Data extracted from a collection
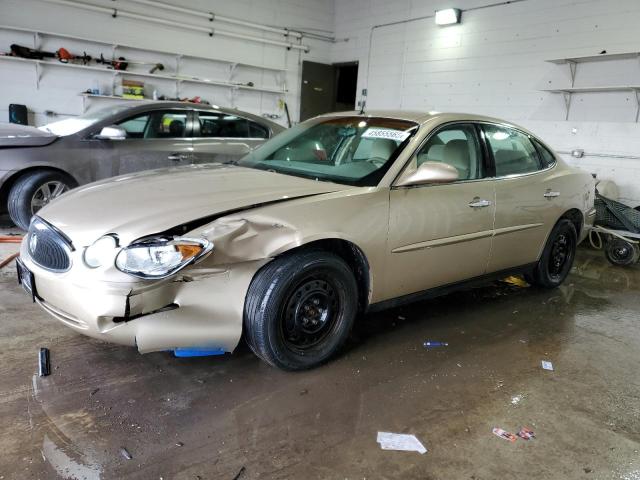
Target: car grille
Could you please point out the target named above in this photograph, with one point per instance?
(48, 247)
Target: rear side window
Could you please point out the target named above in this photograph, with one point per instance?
(158, 124)
(513, 152)
(548, 160)
(458, 146)
(221, 125)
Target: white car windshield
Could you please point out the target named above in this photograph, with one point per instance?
(350, 150)
(72, 125)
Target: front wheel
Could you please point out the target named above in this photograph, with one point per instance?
(33, 191)
(557, 257)
(300, 309)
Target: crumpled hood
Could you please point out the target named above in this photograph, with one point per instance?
(13, 135)
(154, 201)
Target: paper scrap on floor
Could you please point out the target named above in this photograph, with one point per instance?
(547, 365)
(504, 434)
(400, 441)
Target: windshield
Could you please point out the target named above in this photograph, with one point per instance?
(349, 150)
(69, 126)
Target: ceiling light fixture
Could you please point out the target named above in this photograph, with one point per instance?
(448, 16)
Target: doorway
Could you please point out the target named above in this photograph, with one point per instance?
(327, 88)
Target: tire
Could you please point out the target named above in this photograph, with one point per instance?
(300, 309)
(27, 195)
(557, 257)
(621, 252)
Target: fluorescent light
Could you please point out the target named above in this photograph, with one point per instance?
(448, 16)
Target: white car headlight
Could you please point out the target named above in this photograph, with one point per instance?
(101, 252)
(160, 257)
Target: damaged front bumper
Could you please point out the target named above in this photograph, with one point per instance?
(200, 308)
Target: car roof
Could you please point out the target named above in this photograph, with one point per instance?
(421, 116)
(162, 105)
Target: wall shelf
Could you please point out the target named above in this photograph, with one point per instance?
(595, 58)
(573, 62)
(115, 46)
(175, 61)
(126, 73)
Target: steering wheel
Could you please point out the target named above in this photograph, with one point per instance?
(377, 161)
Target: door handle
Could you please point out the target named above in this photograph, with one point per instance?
(178, 157)
(550, 194)
(479, 203)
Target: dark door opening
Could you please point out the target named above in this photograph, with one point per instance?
(327, 88)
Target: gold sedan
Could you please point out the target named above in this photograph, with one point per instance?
(343, 214)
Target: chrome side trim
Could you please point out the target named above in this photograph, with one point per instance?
(517, 228)
(443, 241)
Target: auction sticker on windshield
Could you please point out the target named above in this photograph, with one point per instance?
(385, 133)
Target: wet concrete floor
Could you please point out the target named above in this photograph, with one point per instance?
(207, 418)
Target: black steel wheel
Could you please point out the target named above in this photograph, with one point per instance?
(620, 252)
(300, 308)
(557, 257)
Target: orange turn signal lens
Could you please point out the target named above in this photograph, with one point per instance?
(188, 250)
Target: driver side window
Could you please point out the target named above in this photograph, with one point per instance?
(456, 145)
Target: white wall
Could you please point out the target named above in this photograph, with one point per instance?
(493, 64)
(59, 88)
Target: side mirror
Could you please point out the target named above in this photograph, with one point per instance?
(112, 132)
(429, 172)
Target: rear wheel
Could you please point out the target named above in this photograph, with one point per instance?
(299, 309)
(557, 257)
(33, 191)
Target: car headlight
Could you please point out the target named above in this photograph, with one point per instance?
(101, 252)
(160, 257)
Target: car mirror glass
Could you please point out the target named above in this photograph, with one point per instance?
(112, 132)
(429, 172)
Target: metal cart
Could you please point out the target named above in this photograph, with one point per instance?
(617, 231)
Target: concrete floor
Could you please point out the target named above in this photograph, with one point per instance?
(207, 418)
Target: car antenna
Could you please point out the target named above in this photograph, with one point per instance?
(363, 102)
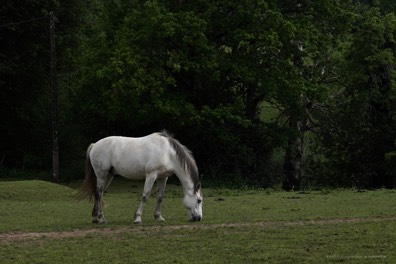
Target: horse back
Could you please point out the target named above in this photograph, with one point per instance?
(132, 157)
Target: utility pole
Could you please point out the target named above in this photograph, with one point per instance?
(54, 100)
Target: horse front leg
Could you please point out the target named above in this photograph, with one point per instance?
(148, 185)
(161, 189)
(97, 211)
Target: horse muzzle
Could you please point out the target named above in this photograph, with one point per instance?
(196, 218)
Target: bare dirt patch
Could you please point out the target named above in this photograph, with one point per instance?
(11, 237)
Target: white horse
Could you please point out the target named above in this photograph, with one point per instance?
(154, 157)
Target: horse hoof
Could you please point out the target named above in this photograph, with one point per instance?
(159, 218)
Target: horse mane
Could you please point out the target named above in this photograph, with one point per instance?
(185, 158)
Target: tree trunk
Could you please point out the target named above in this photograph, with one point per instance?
(293, 157)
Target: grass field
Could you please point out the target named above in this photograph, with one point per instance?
(40, 222)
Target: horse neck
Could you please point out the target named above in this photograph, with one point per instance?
(187, 182)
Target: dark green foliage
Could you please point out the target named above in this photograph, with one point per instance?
(202, 69)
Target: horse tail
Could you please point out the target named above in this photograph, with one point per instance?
(88, 188)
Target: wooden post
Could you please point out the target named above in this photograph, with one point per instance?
(54, 100)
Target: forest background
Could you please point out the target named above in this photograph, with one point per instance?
(296, 93)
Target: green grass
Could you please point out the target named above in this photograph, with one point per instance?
(268, 226)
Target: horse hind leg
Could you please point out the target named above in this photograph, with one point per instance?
(161, 189)
(97, 211)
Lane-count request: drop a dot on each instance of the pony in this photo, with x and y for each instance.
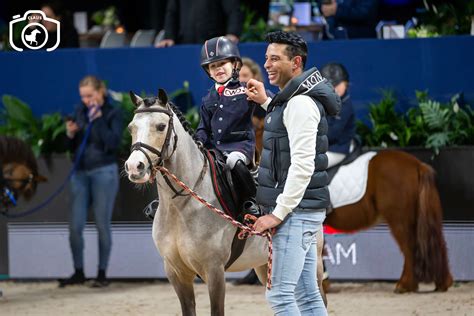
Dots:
(402, 191)
(192, 240)
(18, 170)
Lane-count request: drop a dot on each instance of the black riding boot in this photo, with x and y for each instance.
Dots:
(246, 184)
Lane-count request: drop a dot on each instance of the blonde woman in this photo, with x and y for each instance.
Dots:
(95, 183)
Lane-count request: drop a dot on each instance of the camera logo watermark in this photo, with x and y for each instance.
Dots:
(34, 34)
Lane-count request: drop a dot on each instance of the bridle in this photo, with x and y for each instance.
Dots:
(8, 194)
(142, 146)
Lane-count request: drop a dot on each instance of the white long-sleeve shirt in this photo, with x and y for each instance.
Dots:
(301, 118)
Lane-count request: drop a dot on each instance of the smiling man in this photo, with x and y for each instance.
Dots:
(292, 179)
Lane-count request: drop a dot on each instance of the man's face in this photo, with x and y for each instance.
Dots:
(279, 66)
(221, 71)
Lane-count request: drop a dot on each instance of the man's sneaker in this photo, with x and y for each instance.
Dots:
(150, 209)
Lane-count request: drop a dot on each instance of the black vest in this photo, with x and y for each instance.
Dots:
(276, 157)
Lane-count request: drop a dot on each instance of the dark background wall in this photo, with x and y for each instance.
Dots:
(48, 81)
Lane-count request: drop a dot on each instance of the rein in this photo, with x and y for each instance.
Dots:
(248, 230)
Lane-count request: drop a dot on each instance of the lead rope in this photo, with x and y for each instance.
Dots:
(248, 230)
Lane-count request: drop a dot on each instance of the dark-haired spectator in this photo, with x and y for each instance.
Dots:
(357, 17)
(68, 33)
(195, 21)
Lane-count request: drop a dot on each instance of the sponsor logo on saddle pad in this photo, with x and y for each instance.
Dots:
(232, 92)
(313, 80)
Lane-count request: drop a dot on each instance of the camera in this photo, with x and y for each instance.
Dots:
(34, 34)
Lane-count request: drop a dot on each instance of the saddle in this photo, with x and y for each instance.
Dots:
(232, 189)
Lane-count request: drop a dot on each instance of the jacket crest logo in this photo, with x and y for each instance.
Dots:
(312, 80)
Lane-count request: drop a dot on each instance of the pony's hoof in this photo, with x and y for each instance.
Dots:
(399, 289)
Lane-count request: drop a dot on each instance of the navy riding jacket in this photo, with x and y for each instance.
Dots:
(226, 120)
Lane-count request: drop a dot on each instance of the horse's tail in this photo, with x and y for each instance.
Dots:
(431, 259)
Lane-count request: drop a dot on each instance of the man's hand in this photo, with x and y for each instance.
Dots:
(329, 9)
(266, 222)
(256, 91)
(165, 43)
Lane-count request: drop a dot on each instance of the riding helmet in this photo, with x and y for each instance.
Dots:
(218, 48)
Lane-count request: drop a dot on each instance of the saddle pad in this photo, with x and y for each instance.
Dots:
(350, 182)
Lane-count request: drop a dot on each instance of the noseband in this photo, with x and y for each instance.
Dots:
(7, 193)
(142, 146)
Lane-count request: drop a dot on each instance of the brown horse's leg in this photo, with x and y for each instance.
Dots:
(216, 285)
(183, 284)
(262, 274)
(431, 255)
(406, 242)
(393, 185)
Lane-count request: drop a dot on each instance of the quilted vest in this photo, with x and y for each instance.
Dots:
(276, 158)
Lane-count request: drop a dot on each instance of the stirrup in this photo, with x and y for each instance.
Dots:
(151, 208)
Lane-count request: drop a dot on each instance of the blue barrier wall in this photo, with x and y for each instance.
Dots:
(48, 81)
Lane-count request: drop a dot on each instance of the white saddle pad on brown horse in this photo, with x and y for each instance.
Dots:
(350, 182)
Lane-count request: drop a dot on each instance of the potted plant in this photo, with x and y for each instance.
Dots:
(440, 134)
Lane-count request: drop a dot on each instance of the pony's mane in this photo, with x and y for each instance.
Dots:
(15, 150)
(147, 102)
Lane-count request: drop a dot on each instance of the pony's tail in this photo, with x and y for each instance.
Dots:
(431, 259)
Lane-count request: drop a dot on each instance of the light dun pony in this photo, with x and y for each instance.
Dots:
(191, 239)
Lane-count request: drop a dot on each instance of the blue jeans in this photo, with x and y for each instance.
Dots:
(295, 289)
(97, 189)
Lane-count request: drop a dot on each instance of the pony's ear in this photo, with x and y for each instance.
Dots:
(135, 98)
(40, 178)
(162, 96)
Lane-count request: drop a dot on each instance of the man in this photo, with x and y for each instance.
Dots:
(292, 179)
(342, 128)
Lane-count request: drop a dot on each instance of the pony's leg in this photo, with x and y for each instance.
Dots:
(215, 280)
(183, 284)
(262, 274)
(405, 239)
(320, 267)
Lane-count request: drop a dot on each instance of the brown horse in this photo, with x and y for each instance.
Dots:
(400, 190)
(18, 170)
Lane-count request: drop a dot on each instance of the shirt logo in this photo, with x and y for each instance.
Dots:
(312, 80)
(232, 92)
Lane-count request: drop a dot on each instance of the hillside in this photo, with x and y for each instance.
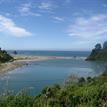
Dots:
(4, 56)
(99, 52)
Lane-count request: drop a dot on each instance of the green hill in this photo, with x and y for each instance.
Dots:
(4, 56)
(99, 53)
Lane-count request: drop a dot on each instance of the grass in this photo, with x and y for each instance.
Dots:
(90, 92)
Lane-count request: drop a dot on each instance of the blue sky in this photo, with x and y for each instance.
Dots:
(52, 24)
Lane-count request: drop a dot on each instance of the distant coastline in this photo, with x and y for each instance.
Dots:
(21, 60)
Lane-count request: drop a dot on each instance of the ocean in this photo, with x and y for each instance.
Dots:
(40, 74)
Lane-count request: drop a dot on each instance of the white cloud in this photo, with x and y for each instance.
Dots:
(58, 18)
(8, 26)
(45, 6)
(26, 9)
(93, 28)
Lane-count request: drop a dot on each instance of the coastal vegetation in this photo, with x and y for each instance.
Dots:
(99, 52)
(89, 92)
(4, 56)
(82, 92)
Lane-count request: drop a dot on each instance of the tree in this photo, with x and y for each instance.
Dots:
(98, 46)
(105, 45)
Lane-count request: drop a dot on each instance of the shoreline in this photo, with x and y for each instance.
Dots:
(21, 61)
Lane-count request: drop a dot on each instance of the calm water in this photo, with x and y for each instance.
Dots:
(39, 74)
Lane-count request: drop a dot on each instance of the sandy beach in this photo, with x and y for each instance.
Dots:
(20, 61)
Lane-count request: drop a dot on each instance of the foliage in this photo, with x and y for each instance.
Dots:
(99, 53)
(90, 92)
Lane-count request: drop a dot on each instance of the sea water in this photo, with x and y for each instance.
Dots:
(37, 75)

▸ **TO DO**:
From the line that has "Target: paper scrap on floor" through the line that has "Target: wet concrete floor", copy every line exactly as it appears above, and leave out all others.

▸ **WRITTEN REPLY**:
Target: paper scrap on floor
Could you please point out the target named above in this photograph, with one point per instance?
(547, 365)
(504, 434)
(400, 441)
Target: windshield
Could you please point out the target named above in this photograph, with one point per instance?
(349, 150)
(69, 126)
Target: ceiling light fixture
Could you please point out the target named above in this photograph, with one point per instance?
(448, 16)
Target: doorway
Could you please point out the target named above in this photograph, with one point per instance?
(327, 88)
Target: tire
Could you please point out the target named above in this photograph, with one point per instance?
(300, 309)
(27, 195)
(557, 257)
(621, 252)
Target: fluorescent light
Could you please point out the target named above in this photograph, with one point per instance?
(448, 16)
Target: white car headlight
Could you please point out the target named above in this photograph, with one point per instance?
(101, 252)
(160, 257)
Target: damaged front bumper
Could you please point out the target named above in this photograph, with one point per instance?
(200, 308)
Target: car roof
Could you please point out the target named above in this photograph, with one point per instance?
(421, 116)
(162, 105)
Target: wall shelf
Could you please point out the target named above in this photograph, with one point per instance?
(595, 58)
(573, 62)
(115, 46)
(175, 61)
(126, 73)
Target: steering wheel
Could you please point out the target named above in this photograph, with one point per instance?
(377, 161)
Target: door handle
Could you please point out the target named above in this photograph, with one point per instance?
(178, 157)
(550, 194)
(479, 203)
Target: dark door opening
Could you please point out the target named above in this photograph, with one point per instance?
(327, 88)
Target: gold sedan
Could you please point out the target named above in this photograph, with one point per instance?
(343, 214)
Target: chrome side trim
Could you please point out the target named above in this photograph, with one point per instance?
(517, 228)
(443, 241)
Target: auction sticker on windshield
Could you please point out the target named above in this photograph, with one point per instance?
(385, 133)
Target: wet concrete floor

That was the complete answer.